__What you need to do__
Transcribe precisely those lines of the listing that fall between the line containing "Study the photograph above. For every instance of the green" and the last line, inclusive of both.

[Dataset entries]

◆ ◆ ◆

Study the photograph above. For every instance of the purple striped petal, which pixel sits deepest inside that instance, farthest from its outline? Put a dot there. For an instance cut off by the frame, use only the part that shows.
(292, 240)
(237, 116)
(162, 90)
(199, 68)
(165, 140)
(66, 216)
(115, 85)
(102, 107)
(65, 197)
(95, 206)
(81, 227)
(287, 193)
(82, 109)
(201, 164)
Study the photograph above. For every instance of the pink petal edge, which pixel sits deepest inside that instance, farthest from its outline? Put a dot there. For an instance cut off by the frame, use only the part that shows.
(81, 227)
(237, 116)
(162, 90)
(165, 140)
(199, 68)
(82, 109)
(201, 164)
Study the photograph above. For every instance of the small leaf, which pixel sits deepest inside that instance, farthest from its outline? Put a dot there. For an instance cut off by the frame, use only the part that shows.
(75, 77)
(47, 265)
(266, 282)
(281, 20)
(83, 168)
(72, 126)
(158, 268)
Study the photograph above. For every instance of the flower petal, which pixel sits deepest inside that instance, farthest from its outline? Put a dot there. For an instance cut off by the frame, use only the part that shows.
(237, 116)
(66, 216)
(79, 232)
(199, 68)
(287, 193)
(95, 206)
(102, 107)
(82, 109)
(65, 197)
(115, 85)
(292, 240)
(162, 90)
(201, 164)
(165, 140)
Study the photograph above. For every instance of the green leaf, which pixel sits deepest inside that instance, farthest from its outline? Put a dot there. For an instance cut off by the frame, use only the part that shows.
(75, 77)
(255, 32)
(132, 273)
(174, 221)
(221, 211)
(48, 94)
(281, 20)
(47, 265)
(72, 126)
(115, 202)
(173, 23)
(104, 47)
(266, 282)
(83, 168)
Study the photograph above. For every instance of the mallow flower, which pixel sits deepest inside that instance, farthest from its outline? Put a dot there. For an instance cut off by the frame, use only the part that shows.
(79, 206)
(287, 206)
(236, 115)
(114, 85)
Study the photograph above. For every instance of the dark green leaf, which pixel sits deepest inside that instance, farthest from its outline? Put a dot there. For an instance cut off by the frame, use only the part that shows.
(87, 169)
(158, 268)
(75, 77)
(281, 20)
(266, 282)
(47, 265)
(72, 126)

◆ ◆ ◆

__Answer to the task__
Study the photograph above. For every instance of the green leaf, which pixel sits deepest inside that instance, farthest from its outline? Put a dot there. For an instance cut off by the frame, use only the part that shows.
(75, 77)
(255, 32)
(132, 273)
(174, 221)
(221, 211)
(48, 94)
(281, 20)
(47, 265)
(72, 126)
(115, 202)
(173, 23)
(104, 47)
(266, 282)
(83, 168)
Study the photograph above. For every instance of the mallow flower, which pixel sits deepest inside that instance, farthest from its outline? Put a dot there. For an instance cut off by the frame, use only the part that shows.
(79, 206)
(287, 206)
(236, 115)
(114, 85)
Study the photograph above. For every instance of the dark green leaf, which pixel sits deepest inside that instance, farthest from its outline? Put a dot there. For an instance cut off by the frame, use only the part that shows.
(87, 169)
(158, 268)
(75, 77)
(281, 20)
(266, 282)
(47, 265)
(72, 126)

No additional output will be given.